What you need to do ▸
Rewrite everything from "As a model, Siriboe" down to "2014 to 2015." in the Nana-Kofi Siriboe biography, with "recurring" updated to "guest".

┌─ Text passage

American actor and model (born 1994)

Nana-Kofi Siriboe (born March 2, 1994) is an American actor and model. He is best known for his role as Ralph Angel Bordelon on the television series Queen Sugar (2016–2022). He has also appeared in films such as The Longshots (2008) and Girls Trip (2017).

==Life and career==
Born Nana-Kofi Siriboe in Los Angeles, California to Ghanaian parents, Koshie Mills and Kwame Siriboe. He is the middle child and has two brothers, actors Kwame Boateng and Kwesi Boakye.
As a model, Siriboe signed with Wilhelmina Models and Vision Los Angeles. He made his professional acting debut in the film The Longshots (2008). He later appeared in the films Prom (2011), Whiplash (2014), Straight Outta Compton (2015), and Kicks (2016). On television, he had a recurring role on the comedy-drama series Awkward from 2014 to 2015.

Since 2016, Siriboe has starred on the drama series Queen Sugar, for which he gained attention and three consecutive NAACP Image Award nominations. He was subsequently cast in the hit film Girls Trip (2017).

└─
┌─ Supplied material

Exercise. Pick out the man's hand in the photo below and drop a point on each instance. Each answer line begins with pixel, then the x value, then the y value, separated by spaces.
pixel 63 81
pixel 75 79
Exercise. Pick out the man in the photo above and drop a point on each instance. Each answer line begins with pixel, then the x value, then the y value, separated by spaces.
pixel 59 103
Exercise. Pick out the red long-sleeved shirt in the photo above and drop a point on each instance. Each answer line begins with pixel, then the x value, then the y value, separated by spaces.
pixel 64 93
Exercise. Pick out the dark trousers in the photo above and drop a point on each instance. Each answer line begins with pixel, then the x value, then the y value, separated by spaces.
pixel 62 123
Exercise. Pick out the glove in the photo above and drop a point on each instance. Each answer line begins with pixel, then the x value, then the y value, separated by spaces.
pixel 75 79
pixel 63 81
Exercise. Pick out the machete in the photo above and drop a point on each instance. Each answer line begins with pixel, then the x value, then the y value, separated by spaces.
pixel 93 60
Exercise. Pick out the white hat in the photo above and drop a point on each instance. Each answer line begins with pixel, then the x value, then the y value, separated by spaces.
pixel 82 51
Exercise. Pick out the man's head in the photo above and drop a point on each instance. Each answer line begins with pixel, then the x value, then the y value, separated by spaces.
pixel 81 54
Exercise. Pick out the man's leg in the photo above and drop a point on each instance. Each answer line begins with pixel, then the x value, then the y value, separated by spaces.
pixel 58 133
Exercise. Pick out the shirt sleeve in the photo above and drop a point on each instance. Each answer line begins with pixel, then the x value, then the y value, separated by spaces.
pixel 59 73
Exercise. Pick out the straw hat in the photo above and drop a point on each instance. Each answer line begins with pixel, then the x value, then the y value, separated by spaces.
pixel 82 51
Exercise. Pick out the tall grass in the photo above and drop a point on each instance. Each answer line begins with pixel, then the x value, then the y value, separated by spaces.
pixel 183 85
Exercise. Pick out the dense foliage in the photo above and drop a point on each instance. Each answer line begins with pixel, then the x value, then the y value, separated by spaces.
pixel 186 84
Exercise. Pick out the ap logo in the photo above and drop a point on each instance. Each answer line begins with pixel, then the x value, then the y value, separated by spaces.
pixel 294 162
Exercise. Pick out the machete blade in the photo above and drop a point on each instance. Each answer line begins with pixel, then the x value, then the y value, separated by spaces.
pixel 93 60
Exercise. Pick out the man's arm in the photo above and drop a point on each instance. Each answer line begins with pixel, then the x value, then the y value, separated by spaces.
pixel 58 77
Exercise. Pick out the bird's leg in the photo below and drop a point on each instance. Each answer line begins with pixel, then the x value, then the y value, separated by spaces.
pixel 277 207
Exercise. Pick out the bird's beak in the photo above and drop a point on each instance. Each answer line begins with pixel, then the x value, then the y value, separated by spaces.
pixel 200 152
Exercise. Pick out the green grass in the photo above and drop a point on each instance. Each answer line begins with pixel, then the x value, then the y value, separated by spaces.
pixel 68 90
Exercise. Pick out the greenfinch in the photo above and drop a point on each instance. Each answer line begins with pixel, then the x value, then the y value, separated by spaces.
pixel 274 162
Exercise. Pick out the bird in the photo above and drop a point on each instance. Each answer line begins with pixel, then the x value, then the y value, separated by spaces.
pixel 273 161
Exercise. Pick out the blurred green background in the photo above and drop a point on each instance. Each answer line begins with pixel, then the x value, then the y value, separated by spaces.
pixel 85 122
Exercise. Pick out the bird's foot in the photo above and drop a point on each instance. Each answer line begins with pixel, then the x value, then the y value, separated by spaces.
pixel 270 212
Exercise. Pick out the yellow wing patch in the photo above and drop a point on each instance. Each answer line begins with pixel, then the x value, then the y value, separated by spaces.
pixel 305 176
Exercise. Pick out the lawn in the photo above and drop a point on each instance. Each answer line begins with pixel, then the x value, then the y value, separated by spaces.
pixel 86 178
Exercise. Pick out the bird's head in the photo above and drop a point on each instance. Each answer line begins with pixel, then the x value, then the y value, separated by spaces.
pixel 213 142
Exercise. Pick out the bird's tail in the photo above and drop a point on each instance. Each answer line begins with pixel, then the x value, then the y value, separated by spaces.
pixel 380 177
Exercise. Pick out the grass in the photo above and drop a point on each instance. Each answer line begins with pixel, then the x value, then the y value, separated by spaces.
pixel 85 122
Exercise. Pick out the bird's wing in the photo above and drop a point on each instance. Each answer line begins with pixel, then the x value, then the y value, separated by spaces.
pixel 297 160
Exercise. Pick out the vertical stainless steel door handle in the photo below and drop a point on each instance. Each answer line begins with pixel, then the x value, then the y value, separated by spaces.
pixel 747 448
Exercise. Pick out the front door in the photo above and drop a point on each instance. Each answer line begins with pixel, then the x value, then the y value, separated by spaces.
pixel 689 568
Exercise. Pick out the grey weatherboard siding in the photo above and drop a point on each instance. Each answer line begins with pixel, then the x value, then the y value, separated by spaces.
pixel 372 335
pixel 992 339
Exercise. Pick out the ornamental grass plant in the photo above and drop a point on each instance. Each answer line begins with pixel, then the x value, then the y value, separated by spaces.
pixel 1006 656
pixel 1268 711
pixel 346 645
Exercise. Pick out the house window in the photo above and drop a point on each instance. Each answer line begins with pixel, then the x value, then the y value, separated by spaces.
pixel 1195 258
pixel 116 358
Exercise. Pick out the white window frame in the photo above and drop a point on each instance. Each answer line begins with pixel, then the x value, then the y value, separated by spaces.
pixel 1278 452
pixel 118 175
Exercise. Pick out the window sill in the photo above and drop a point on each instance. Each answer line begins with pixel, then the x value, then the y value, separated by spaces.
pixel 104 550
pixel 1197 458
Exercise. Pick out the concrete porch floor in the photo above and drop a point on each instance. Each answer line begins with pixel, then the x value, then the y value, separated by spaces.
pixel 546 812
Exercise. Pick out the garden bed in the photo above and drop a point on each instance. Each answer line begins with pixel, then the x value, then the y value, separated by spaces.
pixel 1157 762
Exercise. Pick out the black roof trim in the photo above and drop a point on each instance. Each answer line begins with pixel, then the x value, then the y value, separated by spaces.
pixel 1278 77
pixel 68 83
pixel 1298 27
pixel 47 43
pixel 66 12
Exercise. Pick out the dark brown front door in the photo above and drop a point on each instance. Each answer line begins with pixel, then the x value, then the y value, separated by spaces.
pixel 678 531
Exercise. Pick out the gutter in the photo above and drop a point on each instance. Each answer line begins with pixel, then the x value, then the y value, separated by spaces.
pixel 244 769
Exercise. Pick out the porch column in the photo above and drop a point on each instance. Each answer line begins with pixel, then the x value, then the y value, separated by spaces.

└─

Solution to this task ▸
As a model, Siriboe signed with Wilhelmina Models and Vision Los Angeles. He made his professional acting debut in the film The Longshots (2008). He later appeared in the films Prom (2011), Whiplash (2014), Straight Outta Compton (2015), and Kicks (2016). On television, he had a guest role on the comedy-drama series Awkward from 2014 to 2015.